------ TEXTE SOURCE ------

Jacqueline Beaudry Dion et Jean-Pierre Dion 5 juillet 2022
On savait depuis longtemps (Watkins, 1950) que le Vermont du 19e siècle ne possédait pas de source d’argile à grès et que les fabricants de contenants en grès comme les Farrar et les Ballard importaient leur argile du New Jersey (région de South Amboy).
Nous justifions davantage ces affirmations. Nous en profitons pour relater l’histoire inédite de la Monkton Argil Company de Monkton VT et de son lien avec les Farrar, dans leur vaine tentative de trouver une source locale d’argile à grès.
Le grès des Ballard
Discutant de leur source d’approvisionnement pour fabriquer du grès, les Ballard de Burlington, Vermont, affirment au journaliste en visite en 1853, qu’ils importent l’argile en question du New Jersey (Burlington Free Press, 17 novembre 1853, p. 2). Rappelons qu’il s’agit de la manufacture d’abord établie par Ebenezer L. Farrar et possédée depuis 4 ans par les trois frères Ballard, ses neveux.

------

CONSIGNE 1 = Pouvez-vous transcrire, dans le texte sur l'argile à grès du Vermont, tout le passage depuis « Jacqueline Beaudry Dion » jusqu'à « d’argile à grès. » ?

------ LIGNES FOURNIES ------

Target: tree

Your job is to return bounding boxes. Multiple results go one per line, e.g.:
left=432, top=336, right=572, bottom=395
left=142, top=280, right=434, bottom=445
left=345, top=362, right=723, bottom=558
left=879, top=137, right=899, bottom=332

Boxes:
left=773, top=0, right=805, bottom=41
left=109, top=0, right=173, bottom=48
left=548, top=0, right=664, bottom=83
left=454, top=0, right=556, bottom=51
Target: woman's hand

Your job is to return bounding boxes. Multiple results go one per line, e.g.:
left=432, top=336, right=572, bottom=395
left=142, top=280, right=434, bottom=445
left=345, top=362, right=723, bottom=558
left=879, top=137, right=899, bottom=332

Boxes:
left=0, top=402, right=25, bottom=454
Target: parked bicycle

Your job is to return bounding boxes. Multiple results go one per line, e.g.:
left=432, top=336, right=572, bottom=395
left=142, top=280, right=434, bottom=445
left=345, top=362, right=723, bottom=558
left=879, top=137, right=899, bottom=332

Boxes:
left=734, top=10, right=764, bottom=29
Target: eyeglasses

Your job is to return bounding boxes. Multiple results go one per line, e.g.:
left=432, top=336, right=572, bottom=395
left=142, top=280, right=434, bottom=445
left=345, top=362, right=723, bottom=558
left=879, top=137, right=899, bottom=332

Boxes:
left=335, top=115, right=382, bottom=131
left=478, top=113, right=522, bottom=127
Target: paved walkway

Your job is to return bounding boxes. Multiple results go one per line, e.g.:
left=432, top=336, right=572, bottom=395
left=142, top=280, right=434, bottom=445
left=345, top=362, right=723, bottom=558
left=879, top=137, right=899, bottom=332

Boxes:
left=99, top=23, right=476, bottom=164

------

CONSIGNE 2 = Dans les lignes fournies, reprenez tout depuis la ligne contenant « Target: parked bicycle » jusqu'à celle contenant « left=478, top=113, right=522, bottom=127 », bornes et consignes comprises. Décalez de -78 chaque nombre des coordonnées de boîtes données en réponse.

CORRIGÉ DÉTAILLÉ 1 =
Jacqueline Beaudry Dion et Jean-Pierre Dion 5 juillet 2022
On savait depuis longtemps (Watkins, 1950) que le Vermont du 19e siècle ne possédait pas de source d’argile à grès et que les fabricants de contenants en grès comme les Farrar et les Ballard importaient leur argile du New Jersey (région de South Amboy).
Nous justifions davantage ces affirmations. Nous en profitons pour relater l’histoire inédite de la Monkton Argil Company de Monkton VT et de son lien avec les Farrar, dans leur vaine tentative de trouver une source locale d’argile à grès.

CORRIGÉ DÉTAILLÉ 2 =
Target: parked bicycle

Your job is to return bounding boxes. Multiple results go one per line, e.g.:
left=432, top=336, right=572, bottom=395
left=142, top=280, right=434, bottom=445
left=345, top=362, right=723, bottom=558
left=879, top=137, right=899, bottom=332

Boxes:
left=656, top=-68, right=686, bottom=-49
Target: eyeglasses

Your job is to return bounding boxes. Multiple results go one per line, e.g.:
left=432, top=336, right=572, bottom=395
left=142, top=280, right=434, bottom=445
left=345, top=362, right=723, bottom=558
left=879, top=137, right=899, bottom=332

Boxes:
left=257, top=37, right=304, bottom=53
left=400, top=35, right=444, bottom=49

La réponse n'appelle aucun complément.